**Passage to read**
German Chancellor Angel Merkel vented her frustration with Trump in a speech in the North Rhine-Westphalia city of Muenster on Friday, saying his Iran decision “undermines trust in the international order.” “If everybody does just what they want, that’s bad news for the world,” Merkel said.

This outburst coincided with one of the most provocative covers Germany’s highly respected weekly Der Spiegel ever published — an outstretched middle finger bearing Trump’s likeness, with the English caption, “Goodbye, Europe!” Spiegel’s editorial to go with this image called on Europe to join the anti-Trump resistance:

The West as we once knew it no longer exists. Our relationship to the United States cannot currently be called a friendship and can hardly be referred to as a partnership. President Trump has adopted a tone that ignores 70 years of trust. He wants punitive tariffs and demands obedience. It is no longer a question as to whether Germany and Europe will take part in foreign military interventions in Afghanistan or Iraq. It is now about whether trans-Atlantic cooperation on economic, foreign and security policy even exists anymore. The answer: No.

These are strong words. But of course, there was nothing in Merkel’s speech about dissolving Germany’s alliance with the U.S., and the Spiegel editorial only calls on Europe to “begin preparing for a post-Trump America and seek to avoid provoking Washington until then.” The German establishment appears to believe that Trump is the problem and that the time-honored European approach — waiting for the problem to go away, as Europe is already doing with its conciliatory plan to stave off Trump’s threatened steel and aluminum tariffs — is the best bet. 

Europe’s defense dependency on America also serves as a reality check. No matter how many times Merkel may tell Trump that Germany plans to raise its defense spending to the 2  percent of gross domestic product demanded by the North Atlantic Treaty Organization, her government’s current budget proposal only increases it to 1.29 percent of GDP in 2019 from 1.24 percent this year — and envisions a drop to 1.23 percent in 2022. “One must say, quite simply, that Europe alone isn’t strong enough to be the global peacekeeper,” Merkel said in Muenster.

**Recorded information**
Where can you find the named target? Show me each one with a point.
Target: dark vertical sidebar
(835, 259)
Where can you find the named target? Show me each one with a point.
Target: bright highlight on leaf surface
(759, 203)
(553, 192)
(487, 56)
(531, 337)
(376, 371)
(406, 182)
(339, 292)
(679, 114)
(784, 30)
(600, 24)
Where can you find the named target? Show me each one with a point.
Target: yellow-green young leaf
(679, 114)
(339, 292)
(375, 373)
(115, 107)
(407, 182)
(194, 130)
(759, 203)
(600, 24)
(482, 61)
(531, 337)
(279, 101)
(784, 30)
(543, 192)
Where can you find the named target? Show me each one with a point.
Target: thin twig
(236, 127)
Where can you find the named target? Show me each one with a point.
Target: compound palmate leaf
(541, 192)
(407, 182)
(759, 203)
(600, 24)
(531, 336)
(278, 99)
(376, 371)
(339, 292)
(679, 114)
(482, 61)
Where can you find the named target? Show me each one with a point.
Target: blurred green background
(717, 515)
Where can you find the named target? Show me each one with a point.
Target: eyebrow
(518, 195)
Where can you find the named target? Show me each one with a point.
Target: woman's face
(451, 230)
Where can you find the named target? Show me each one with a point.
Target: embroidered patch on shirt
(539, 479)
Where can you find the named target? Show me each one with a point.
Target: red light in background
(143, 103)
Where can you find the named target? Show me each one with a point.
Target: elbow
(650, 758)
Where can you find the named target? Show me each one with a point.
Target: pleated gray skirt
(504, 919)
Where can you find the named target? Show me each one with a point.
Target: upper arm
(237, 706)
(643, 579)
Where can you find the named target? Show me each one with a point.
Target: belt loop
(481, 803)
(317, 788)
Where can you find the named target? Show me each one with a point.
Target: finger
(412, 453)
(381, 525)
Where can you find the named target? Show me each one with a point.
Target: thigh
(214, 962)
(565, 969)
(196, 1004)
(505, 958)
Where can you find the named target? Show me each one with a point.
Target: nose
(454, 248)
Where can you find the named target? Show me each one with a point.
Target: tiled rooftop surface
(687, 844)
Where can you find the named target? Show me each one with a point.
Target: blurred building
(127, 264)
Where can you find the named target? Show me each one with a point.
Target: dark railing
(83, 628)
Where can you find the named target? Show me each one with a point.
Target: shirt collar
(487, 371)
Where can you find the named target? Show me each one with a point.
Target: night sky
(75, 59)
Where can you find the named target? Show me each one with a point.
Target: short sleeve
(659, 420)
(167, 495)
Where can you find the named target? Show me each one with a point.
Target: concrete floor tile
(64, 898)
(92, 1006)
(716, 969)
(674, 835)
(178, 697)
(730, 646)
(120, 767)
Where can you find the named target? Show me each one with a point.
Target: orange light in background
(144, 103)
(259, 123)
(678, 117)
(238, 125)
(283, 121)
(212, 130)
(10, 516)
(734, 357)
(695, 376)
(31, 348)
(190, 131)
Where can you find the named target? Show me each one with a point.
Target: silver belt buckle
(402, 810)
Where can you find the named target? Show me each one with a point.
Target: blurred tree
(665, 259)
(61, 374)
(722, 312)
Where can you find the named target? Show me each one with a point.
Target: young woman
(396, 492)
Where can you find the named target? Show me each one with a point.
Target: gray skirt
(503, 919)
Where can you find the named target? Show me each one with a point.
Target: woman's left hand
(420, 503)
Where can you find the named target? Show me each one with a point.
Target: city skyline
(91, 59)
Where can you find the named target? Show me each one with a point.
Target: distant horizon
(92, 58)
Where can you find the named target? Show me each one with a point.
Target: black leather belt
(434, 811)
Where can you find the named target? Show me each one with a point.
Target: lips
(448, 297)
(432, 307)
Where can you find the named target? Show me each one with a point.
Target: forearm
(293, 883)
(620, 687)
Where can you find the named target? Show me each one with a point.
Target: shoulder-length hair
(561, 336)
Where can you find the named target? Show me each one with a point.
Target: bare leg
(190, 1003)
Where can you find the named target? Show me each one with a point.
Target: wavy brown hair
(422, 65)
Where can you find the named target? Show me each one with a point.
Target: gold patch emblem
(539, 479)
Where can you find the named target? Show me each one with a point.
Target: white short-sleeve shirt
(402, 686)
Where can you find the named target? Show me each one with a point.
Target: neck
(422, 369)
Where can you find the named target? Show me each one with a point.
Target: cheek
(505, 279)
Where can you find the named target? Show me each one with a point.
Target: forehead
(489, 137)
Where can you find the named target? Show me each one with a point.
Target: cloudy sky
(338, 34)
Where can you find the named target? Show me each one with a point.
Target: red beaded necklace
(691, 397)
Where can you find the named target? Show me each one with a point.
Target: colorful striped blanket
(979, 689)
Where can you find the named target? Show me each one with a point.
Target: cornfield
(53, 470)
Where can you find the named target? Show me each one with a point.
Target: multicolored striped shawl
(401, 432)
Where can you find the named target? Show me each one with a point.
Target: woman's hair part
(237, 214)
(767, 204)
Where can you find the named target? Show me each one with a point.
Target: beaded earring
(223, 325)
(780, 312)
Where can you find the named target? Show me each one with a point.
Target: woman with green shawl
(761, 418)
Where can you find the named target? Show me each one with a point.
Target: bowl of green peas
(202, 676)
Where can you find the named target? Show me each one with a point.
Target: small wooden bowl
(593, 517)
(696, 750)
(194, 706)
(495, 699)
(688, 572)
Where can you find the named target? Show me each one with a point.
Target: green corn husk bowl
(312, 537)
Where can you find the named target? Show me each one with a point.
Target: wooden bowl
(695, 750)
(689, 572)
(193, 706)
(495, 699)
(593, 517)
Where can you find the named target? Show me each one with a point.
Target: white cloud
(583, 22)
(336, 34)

**Work to complete**
Return the passage about Merkel and Trump word for word, starting with "The West as" and going on through "The answer: No.". Rely only on the passage about Merkel and Trump, not on the data.

**Answer to this problem**
The West as we once knew it no longer exists. Our relationship to the United States cannot currently be called a friendship and can hardly be referred to as a partnership. President Trump has adopted a tone that ignores 70 years of trust. He wants punitive tariffs and demands obedience. It is no longer a question as to whether Germany and Europe will take part in foreign military interventions in Afghanistan or Iraq. It is now about whether trans-Atlantic cooperation on economic, foreign and security policy even exists anymore. The answer: No.